* [GOAL OF THE EXERCISE]:
Retype all the records with nothing changed.

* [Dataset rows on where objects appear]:
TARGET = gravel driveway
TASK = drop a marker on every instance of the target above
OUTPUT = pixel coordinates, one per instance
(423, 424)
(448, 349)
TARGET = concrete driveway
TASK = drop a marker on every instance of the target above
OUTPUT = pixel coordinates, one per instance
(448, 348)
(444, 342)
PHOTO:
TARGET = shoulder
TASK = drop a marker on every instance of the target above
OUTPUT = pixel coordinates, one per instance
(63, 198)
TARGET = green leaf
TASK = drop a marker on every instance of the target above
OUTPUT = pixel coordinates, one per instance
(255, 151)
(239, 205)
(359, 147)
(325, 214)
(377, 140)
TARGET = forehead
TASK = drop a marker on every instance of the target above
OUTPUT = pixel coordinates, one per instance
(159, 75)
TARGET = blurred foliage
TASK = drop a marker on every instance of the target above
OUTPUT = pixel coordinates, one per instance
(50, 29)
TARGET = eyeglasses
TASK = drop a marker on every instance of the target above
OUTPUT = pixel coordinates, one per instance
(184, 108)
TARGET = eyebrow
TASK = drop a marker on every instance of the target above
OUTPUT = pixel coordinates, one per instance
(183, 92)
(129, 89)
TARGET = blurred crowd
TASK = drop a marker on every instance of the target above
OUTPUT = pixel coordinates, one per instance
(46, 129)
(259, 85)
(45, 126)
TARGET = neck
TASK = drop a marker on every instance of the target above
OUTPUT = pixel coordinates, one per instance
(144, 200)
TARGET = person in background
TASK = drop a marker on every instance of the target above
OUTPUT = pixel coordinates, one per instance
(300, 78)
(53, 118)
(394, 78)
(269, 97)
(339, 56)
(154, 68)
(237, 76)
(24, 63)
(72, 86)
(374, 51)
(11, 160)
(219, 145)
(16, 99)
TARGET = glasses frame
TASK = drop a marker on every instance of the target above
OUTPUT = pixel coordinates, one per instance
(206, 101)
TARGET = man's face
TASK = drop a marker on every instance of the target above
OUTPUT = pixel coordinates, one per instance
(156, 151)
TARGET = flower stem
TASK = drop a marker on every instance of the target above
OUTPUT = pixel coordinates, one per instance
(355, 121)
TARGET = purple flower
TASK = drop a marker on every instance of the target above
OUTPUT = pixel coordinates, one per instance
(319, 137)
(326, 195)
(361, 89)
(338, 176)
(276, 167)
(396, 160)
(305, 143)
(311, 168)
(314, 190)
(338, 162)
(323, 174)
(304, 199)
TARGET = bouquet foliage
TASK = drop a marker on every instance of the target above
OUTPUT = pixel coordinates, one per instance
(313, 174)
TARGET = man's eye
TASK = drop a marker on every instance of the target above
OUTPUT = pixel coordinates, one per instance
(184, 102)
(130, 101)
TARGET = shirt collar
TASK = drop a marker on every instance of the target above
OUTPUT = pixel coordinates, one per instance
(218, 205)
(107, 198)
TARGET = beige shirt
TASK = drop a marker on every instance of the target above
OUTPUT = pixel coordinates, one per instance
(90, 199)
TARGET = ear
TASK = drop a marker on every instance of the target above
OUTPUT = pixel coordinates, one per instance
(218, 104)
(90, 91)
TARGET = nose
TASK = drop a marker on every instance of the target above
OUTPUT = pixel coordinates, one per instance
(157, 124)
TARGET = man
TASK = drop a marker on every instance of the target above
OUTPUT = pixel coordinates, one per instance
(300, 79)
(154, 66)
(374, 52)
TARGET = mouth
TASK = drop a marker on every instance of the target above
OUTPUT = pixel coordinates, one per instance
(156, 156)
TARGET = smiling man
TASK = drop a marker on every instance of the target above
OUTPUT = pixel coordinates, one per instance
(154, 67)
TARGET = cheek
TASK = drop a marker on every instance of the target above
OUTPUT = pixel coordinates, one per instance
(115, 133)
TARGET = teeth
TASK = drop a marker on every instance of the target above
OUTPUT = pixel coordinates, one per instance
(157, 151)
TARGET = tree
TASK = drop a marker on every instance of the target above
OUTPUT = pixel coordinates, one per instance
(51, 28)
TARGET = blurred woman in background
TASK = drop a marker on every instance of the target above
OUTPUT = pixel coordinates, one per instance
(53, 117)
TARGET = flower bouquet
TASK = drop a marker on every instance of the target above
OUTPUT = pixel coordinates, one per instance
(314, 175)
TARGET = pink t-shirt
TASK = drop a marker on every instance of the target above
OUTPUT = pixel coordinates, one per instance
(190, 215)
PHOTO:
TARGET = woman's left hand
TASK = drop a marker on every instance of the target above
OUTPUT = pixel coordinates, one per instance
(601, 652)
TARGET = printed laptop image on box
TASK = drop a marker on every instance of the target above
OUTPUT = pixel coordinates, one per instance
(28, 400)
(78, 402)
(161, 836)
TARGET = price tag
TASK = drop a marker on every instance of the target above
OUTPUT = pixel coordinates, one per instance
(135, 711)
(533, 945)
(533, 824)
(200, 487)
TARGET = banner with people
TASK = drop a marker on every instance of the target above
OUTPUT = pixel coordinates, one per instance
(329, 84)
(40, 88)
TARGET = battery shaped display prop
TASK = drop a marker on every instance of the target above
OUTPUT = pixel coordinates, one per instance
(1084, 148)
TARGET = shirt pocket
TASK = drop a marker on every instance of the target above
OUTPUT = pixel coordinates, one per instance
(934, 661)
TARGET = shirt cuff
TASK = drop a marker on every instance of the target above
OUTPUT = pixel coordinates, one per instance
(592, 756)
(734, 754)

* [WRITTEN REPLY]:
TARGET = gravel driveway
TASK = drop a marker on every instance of the target above
OUTPUT = pixel coordinates, one per instance
(423, 424)
(448, 349)
TARGET = concrete driveway
TASK = drop a marker on every instance of the target above
OUTPUT = pixel coordinates, one per instance
(448, 348)
(444, 342)
PHOTO:
TARGET = shoulder
TASK = drop a marker on every instance of the target above
OUTPUT = pixel coordinates, one per instance
(63, 198)
TARGET = green leaf
TASK = drop a marker on every instance of the target above
OUTPUT = pixel coordinates, one per instance
(255, 151)
(239, 205)
(359, 147)
(325, 214)
(377, 140)
TARGET = forehead
TASK = drop a marker on every instance of the target above
OUTPUT = pixel coordinates, one per instance
(159, 75)
TARGET = blurred foliage
TASK = drop a marker on every instance of the target above
OUTPUT = pixel coordinates, one per instance
(50, 29)
TARGET = eyeglasses
TASK = drop a marker on every instance of the target above
OUTPUT = pixel coordinates, one per instance
(184, 108)
TARGET = eyebrow
TASK = drop a marker on every instance of the target above
OUTPUT = pixel coordinates, one per instance
(183, 92)
(129, 89)
TARGET = blurred crowd
TASK = drop a marker on every instance of the target above
OUTPUT = pixel coordinates, one per instance
(46, 129)
(259, 85)
(45, 126)
TARGET = neck
TASK = drop a marker on every instance of the target above
OUTPUT = pixel coordinates, one per instance
(144, 200)
TARGET = person in background
TASK = drop a marker on every instance of the target above
OUTPUT = pixel coordinates, one per instance
(300, 78)
(53, 118)
(394, 78)
(269, 97)
(339, 56)
(154, 68)
(237, 76)
(24, 63)
(72, 86)
(374, 51)
(11, 160)
(219, 145)
(16, 99)
TARGET = glasses frame
TASK = drop a marker on every instance of the target above
OUTPUT = pixel coordinates, one per instance
(206, 101)
TARGET = man's face
TASK = drop a marker on every instance of the target above
OUTPUT = pixel coordinates, one per instance
(156, 151)
TARGET = flower stem
TASK = drop a marker on every instance of the target above
OUTPUT = pixel coordinates, one per instance
(355, 121)
TARGET = purple flower
TASK = drop a marker on every instance of the target above
OUTPUT = pixel coordinates, one per instance
(319, 137)
(326, 195)
(361, 89)
(338, 176)
(276, 167)
(396, 160)
(305, 143)
(311, 168)
(314, 190)
(338, 162)
(323, 174)
(304, 199)
TARGET = bouquet foliage
TASK = drop a marker on every instance of the target above
OUTPUT = pixel coordinates, one per instance
(313, 174)
TARGET = man's eye
TASK = drop a marker on every instance of the target above
OUTPUT = pixel coordinates, one per instance
(184, 102)
(130, 101)
TARGET = shirt collar
TASK = drop a marker on every instance of the target above
OUTPUT = pixel coordinates, one per instance
(218, 205)
(107, 198)
TARGET = beige shirt
TASK = drop a marker on every instance of the target above
OUTPUT = pixel coordinates, one per instance
(90, 199)
TARGET = ear
TASK = drop a marker on every instance of the target above
OUTPUT = pixel coordinates, one per instance
(218, 104)
(90, 91)
TARGET = nose
TASK = drop a marker on every instance of the target above
OUTPUT = pixel coordinates, one per instance
(157, 124)
TARGET = man
TASK = drop a marker on every instance of the target above
OUTPUT = pixel coordinates, one per instance
(300, 79)
(154, 66)
(374, 52)
TARGET = mouth
TASK = drop a marker on every instance of the target above
OUTPUT = pixel coordinates, one per instance
(156, 156)
TARGET = smiling man
TASK = drop a marker on every instance of the target above
OUTPUT = pixel coordinates, one per instance
(154, 67)
TARGET = cheek
TASK = drop a marker on every instance of the target above
OUTPUT = pixel coordinates, one per instance
(115, 133)
TARGET = teeth
TASK = drop a marker on every instance of the target above
OUTPUT = pixel coordinates, one per instance
(157, 151)
TARGET = tree
TASK = drop a marker on every instance of the target above
OUTPUT = pixel coordinates, one per instance
(51, 28)
TARGET = blurred woman in background
TASK = drop a marker on every instance of the target above
OUTPUT = pixel coordinates, one per instance
(53, 117)
TARGET = flower bouquet
TASK = drop a marker on every instance of the target above
OUTPUT = pixel coordinates, one per instance
(314, 175)
TARGET = pink t-shirt
TASK = drop a marker on every instance of the target above
OUTPUT = pixel coordinates, one per instance
(190, 215)
PHOTO:
TARGET = woman's left hand
TASK = drop a marker on every instance of the target above
OUTPUT = pixel coordinates, one per instance
(601, 652)
TARGET = printed laptop image on box
TASK = drop a marker on every instance of the target above
OUTPUT = pixel coordinates, one per instance
(28, 400)
(78, 402)
(161, 836)
TARGET = price tag
TASK = drop a marker on every instance of the target above
OUTPUT = pixel coordinates, one per instance
(135, 711)
(533, 945)
(533, 824)
(200, 487)
TARGET = banner with people
TASK = drop a marker on every instance of the target above
OUTPUT = pixel coordinates, one per instance
(329, 84)
(40, 88)
TARGET = battery shaped display prop
TASK = drop a marker on every instance of the target above
OUTPUT = pixel coordinates, one per instance
(1084, 148)
TARGET = shirt pocket
TASK = drop a marker on every instance of the target above
OUTPUT = pixel coordinates, one per instance
(934, 661)
TARGET = shirt cuff
TASK = drop a marker on every instance of the target above
OUTPUT = pixel coordinates, one per instance
(592, 756)
(734, 754)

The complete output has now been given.